## [TEXT SEGMENT]
- - - -

The Bishop knew that they were coming but had no house in the city to accommodate the five nuns. A log cabin in St. Charles became the site of the first free school west of the Mississippi. That first year saw three little St. Louis girls come as boarders and 21 non-paying day students who came when they could during that long, bitter winter. The following summer the Bishop took the Religious of the Sacred Heart to Florissant, a village on the other side of the Missouri River, where they conducted their school and Mother Duchesne established her novitiate for the Society.

In 1828 the Jesuits built a parish church on the former (and present) school property and asked the Sacred Heart nuns to return to St. Charles—to that same log cabin which was known as the “Duquette Mansion” because it was the biggest house in town—and conduct the parish school. They did so and finally, in 1835, built their first brick building, which remains the center of the Academy of the Sacred Heart’s sprawling complex.

Mother Duchesne established other schools in Louisiana and Missouri. She was finally allowed to travel to Kansas at the age of 72 and made a very frustrating attempt at teaching the Indians. The Pottawatomi language proved even harder for her than English had been and so her superiors decided, after one year, that she should return to a more comfortable life in St. Charles. The lesson that she had taught the native Americans was a valuable one; the Indians called her Quakahkanumad (woman who prays always) and revered her for her deep devotion to “the Great Spirit

— 5 —.

In case you missed it, one of this week’s Living Faith devotionals was mine – November 16. 

— 6 —

Peace-of-mind suggestion: Every time you are tempted to fight about politics with someone on Facebook or Twitter…read a poem instead. 

Or the Bible.

Or this week’s grocery ads.

- - - -

## [RAW DATA]
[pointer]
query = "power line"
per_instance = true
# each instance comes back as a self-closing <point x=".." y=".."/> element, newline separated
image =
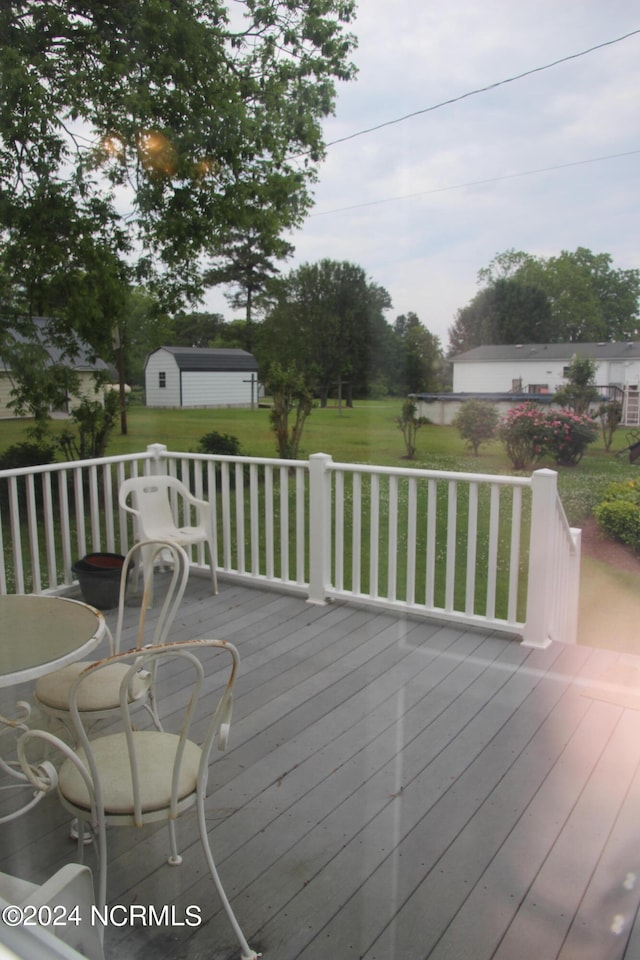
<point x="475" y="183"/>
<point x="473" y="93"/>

- - - -

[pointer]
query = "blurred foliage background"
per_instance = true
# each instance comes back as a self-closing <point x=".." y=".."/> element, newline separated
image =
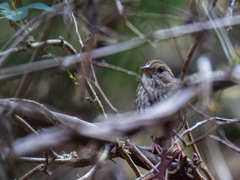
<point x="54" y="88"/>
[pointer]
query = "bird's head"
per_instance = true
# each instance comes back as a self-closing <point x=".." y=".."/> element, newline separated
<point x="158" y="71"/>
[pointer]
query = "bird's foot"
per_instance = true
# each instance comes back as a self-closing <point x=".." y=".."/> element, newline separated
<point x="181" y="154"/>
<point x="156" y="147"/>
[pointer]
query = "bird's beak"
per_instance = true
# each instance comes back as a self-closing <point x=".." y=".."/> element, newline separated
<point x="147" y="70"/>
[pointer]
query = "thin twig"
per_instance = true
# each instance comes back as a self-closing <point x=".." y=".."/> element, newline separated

- - - -

## [REQUEST 1]
Return every line of the records that contains the string "query", copying each such line in full.
## [REQUEST 2]
Pick up the blog post about Mother Duchesne and the Sacred Heart nuns after its final line, and continue writing it.

## [TASK RESPONSE 1]
query = "power line"
query = "blurred foliage background"
query = "bird's head"
query = "bird's foot"
query = "bird's beak"
query = "thin twig"

## [TASK RESPONSE 2]
Anything  but that. Not the interest in politics (I’m obsessed, myself), but the arguing on social media about it. Nothing will come of it but ill-informed preening and virtue-signaling, and your time is better spent on …anything else.

— 7 —

Advent begins in a week!  The first Sunday of Advent is November 27.

 Here is the devotional I wrote for Liguori this year. It is perhaps too late to order them in bulk for your parish, but you can certainly order an individual copy – here (Amazon). 

Link to (Liguori site) English version.

daybreaks

Link to (Amazon site) Spanish version.

2016 Advent Devotional

Link to excerpts from Spanish version.

And an endorsement from Deacon Greg Kandra!

“This ravishing collection brings Advent and Christmas, literally, home. In brief essays that are by turns inspiring, surprising, and unexpectedly moving, Amy Welborn helps us see the coming of the Christ child in things we take for granted. This captivating little book is one to read, treasure, share, give—and read again!

But…do you want something…right now? Okay, how about this:

Here’s a digital version of the family Advent devotional I wrote for Creative Communications for the Parish. Only .99!

And don’t forget…Bambinelli Sunday.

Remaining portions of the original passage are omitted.